Rescale the material from the line with "job: provide the outline of every instance of the office" through the line with "POLYGON ((229 103, 255": write those lines out again in full, with every coordinate in the traced outlines multiplied by 0.7 and rounded to a whole number, halves rounding up. Leave all other text on those lines unchanged, and give only those lines.

Items:
━━━━

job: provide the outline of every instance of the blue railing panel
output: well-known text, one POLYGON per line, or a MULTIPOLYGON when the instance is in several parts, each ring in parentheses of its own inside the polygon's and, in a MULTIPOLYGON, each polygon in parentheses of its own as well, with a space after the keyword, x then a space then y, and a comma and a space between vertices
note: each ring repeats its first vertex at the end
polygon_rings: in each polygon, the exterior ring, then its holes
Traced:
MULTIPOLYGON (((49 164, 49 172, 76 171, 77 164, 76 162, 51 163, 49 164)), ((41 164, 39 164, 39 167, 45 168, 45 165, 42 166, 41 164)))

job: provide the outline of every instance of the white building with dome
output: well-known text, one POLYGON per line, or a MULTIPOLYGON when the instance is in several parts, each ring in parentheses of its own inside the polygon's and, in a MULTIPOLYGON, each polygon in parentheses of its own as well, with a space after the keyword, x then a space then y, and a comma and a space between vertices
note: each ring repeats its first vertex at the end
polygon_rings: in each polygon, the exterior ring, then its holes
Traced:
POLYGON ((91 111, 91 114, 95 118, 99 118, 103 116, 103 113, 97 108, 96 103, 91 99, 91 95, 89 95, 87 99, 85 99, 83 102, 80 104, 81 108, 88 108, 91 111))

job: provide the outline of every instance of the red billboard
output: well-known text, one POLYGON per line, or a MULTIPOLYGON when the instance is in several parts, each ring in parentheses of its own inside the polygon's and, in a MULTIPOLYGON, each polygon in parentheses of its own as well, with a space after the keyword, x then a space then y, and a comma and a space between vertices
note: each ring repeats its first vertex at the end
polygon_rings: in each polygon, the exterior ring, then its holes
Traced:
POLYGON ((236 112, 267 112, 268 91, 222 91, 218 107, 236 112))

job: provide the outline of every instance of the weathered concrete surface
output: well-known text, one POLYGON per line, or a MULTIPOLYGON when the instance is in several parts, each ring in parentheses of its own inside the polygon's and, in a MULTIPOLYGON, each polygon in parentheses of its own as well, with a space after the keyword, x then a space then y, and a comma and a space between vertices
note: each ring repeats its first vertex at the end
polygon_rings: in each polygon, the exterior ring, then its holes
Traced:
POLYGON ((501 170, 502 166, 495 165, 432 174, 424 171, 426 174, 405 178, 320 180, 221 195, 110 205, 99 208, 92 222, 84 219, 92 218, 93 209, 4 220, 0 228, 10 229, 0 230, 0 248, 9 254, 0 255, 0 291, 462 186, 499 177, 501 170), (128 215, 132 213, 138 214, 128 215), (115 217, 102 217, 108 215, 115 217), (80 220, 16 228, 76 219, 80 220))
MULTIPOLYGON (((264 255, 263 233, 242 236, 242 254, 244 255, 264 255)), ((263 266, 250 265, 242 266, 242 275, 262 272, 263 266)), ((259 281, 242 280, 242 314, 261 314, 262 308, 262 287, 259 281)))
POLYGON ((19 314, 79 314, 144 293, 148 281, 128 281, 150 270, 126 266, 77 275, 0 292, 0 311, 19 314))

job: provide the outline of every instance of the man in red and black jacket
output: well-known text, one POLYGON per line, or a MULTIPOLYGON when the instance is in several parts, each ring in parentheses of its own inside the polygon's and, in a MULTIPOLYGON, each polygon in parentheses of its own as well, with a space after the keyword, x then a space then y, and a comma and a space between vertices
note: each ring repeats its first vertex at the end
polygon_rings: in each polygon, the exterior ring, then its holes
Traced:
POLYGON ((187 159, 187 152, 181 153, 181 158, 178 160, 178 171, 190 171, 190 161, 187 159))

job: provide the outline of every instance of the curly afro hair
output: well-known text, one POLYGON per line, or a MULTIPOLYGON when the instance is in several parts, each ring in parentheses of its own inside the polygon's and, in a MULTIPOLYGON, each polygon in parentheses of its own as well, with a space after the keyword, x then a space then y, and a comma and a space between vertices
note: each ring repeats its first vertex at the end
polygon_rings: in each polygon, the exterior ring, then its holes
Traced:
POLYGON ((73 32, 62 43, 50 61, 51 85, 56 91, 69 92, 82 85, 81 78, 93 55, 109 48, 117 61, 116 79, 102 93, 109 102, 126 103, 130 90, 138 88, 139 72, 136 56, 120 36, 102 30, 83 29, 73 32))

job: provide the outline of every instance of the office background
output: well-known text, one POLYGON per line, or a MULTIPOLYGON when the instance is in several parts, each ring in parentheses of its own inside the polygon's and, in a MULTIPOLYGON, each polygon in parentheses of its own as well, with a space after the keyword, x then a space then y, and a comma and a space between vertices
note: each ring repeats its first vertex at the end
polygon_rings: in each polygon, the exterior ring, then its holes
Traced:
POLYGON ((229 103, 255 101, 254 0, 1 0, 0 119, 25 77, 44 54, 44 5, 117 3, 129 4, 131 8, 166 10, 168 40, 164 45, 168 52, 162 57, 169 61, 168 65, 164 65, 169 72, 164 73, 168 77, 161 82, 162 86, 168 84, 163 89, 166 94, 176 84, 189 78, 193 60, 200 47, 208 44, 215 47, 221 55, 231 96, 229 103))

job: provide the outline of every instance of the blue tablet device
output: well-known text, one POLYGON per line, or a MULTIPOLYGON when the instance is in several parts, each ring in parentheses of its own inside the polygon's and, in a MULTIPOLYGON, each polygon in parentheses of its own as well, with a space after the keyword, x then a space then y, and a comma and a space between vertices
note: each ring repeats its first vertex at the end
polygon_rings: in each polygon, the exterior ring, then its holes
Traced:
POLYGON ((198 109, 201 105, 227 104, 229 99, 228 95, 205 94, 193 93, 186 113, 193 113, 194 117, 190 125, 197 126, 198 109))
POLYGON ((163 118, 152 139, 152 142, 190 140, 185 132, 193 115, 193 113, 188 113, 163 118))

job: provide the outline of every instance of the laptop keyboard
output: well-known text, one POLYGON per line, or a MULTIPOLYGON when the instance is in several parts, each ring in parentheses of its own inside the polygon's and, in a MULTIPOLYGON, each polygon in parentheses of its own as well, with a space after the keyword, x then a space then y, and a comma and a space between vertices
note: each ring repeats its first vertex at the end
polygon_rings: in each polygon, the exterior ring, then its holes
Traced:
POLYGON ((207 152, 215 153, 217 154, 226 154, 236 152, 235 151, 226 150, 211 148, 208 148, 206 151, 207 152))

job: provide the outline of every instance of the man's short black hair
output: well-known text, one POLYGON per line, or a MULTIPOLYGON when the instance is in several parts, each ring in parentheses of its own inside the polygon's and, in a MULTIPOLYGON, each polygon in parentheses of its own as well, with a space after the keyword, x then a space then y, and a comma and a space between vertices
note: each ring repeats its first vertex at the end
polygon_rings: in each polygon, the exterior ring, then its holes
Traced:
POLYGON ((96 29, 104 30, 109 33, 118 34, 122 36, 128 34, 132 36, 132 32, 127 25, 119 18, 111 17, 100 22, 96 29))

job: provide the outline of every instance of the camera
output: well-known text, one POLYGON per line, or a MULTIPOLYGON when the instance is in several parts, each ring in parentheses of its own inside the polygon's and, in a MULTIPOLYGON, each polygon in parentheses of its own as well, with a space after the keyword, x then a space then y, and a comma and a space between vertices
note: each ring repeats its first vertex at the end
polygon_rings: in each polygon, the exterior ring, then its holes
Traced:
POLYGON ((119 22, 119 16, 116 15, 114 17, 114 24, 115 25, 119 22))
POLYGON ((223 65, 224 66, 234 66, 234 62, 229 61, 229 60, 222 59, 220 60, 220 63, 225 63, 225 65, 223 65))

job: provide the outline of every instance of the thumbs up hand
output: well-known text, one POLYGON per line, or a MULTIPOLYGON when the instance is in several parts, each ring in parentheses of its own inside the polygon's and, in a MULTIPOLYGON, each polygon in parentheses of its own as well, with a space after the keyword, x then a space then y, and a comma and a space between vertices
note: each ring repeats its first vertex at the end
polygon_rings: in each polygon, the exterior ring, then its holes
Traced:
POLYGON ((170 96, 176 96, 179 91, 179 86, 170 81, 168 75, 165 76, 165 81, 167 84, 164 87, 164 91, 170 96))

━━━━

Answer for this exercise:
job: provide the outline of every instance of the office background
output: well-known text, one POLYGON per line, or a MULTIPOLYGON when the instance is in several parts, each ring in parentheses of its own inside the polygon's and, in a MULTIPOLYGON, each polygon in parentheses of its own as well, with a space after the keyword, x then a space then y, and a comma and a space between vertices
note: each ring repeats its first vertex at the end
polygon_rings: in each polygon, the exterior ring, then its holes
Traced:
POLYGON ((160 72, 179 71, 178 0, 1 0, 0 83, 18 54, 31 38, 31 4, 82 2, 90 3, 92 6, 116 7, 118 28, 115 32, 118 36, 113 40, 118 43, 118 46, 115 46, 118 50, 115 51, 118 54, 113 57, 113 60, 118 59, 114 62, 116 66, 123 59, 132 55, 135 42, 140 33, 146 31, 151 33, 155 39, 162 67, 160 72))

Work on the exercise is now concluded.